Surprise! A Large Solar Farm Just Got Federal Approval

And more on the week’s most important conflicts around renewable energy projects.

The United States.
Heatmap Illustration/Getty Images

1. Lawrence County, Alabama – We now have a rare case of a large solar farm getting federal approval.

  • The Tennessee Valley Authority last week quietly published its record of decision formally approving the 200-megawatt Hillsboro Solar project. The TVA – a quasi-federal independent power agency that delivers electricity across the Southeast – completed the environmental review for the project in June, prior to the federal government’s fresh clampdown on permits for renewables, and declared the project essential to meeting future energy demand.
  • It’s honestly sort of a miracle this was even able to happen. The Trump administration has sought to strongarm the agency into making resource planning decisions in line with the president’s political whims, and has successfully browbeaten the TVA’s board into backing away from certain projects.

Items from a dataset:
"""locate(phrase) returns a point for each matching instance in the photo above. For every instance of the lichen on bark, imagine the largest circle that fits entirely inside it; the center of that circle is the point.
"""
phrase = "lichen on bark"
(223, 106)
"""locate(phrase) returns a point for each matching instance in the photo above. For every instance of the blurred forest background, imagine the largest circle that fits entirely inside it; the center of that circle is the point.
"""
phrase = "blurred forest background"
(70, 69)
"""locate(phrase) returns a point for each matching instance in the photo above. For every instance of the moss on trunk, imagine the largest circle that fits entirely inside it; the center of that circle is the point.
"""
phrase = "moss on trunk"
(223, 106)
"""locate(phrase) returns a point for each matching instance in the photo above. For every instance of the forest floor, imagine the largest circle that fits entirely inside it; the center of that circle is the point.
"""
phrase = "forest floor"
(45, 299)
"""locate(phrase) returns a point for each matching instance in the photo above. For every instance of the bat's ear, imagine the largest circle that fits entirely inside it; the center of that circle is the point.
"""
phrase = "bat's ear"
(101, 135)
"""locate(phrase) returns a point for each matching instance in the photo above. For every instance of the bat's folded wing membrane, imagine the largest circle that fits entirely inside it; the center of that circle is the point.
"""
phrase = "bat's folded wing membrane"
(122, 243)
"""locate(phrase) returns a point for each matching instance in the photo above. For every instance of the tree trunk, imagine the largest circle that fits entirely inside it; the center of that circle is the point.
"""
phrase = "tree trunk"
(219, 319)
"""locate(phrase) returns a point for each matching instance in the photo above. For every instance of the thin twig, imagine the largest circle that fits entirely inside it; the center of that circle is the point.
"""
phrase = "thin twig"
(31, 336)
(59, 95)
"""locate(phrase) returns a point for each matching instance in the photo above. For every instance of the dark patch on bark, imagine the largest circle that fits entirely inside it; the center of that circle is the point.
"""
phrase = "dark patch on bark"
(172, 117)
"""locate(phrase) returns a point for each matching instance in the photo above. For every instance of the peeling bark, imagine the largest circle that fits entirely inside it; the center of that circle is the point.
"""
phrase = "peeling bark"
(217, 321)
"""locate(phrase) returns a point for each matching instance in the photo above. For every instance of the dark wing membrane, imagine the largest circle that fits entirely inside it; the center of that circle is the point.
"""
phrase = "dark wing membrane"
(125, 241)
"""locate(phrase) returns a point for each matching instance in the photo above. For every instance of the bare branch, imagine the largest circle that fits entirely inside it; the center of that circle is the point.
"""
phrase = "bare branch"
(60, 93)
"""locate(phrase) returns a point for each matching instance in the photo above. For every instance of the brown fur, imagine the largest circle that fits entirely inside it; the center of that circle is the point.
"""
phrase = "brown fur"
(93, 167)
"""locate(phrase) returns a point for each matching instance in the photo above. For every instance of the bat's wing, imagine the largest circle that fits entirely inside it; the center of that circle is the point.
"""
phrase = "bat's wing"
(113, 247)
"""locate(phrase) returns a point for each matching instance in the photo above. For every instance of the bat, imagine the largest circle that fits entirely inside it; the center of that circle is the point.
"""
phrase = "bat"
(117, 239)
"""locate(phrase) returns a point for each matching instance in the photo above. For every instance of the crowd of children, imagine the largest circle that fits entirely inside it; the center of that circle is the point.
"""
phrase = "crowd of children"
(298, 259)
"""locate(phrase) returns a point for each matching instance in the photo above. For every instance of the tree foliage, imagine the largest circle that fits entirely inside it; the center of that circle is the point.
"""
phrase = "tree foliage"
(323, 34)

__Given problem A__:
Summarize the article on the Hillsboro Solar approval in two sentences.
__Given problem B__:
According to the Hillsboro Solar article, why is the project's approval described as "sort of a miracle"? Answer in one or two sentences.
__Given problem C__:
Carry on with the article about the Hillsboro Solar approval, starting after its last sentence.

__Reply A__:
The Tennessee Valley Authority, a quasi-federal independent power agency serving the Southeast, has published its record of decision formally approving the 200-megawatt Hillsboro Solar project in Lawrence County, Alabama, after completing the environmental review in June, before the federal clampdown on renewable permits. The approval stands out because the Trump administration has pressured the TVA to align resource planning with the president's political whims and has pushed its board to back away from certain projects.

__Reply B__:
The Trump administration has tried to strongarm the TVA into making resource planning decisions that match the president's political whims. It has also successfully browbeaten the TVA's board into backing away from certain projects.

__Reply C__:
2. Virginia Beach, Virginia – It’s time to follow up on the Coastal Virginia offshore wind project.

  • Unlike Empire Wind and other projects to the North, Dominion Energy’s much-debated foray into offshore wind has been moving full steam ahead with pile-driving and has faced very little backlash in public.
  • But I am hearing a bigger fight may be brewing. As I previously reported, the Trump administration has been considering whether to capitulate to anti-wind activists in a lawsuit over the offshore wind project’s hypothetical impacts to the endangered North Atlantic Right Whale. In June, the lawsuit was stayed so the federal government could determine its approach in the case.
  • Yesterday, Craig Rucker of CFACT – one of the anti-wind organizations who brought the lawsuit – told me that he anticipates the government will revisit the decision to approve Coastal Virginia and have a fresh view of the case sometime next month. He insisted that he has no first-hand knowledge of their feelings and that his prediction is based off “the little bit we’ve been able to tell” about how the administration has approached offshore wind in recent days.
  • “They’re not indicating to us exactly what their concerns are but we find it to be a very positive development that they’re looking at the problems,” he told me. “We’re going by their actions and their direction to try and clamp down on [other] existing permits.”

3. Fairfield County, Ohio – The red shirts are beating the greens out in Ohio, and it isn’t looking pretty.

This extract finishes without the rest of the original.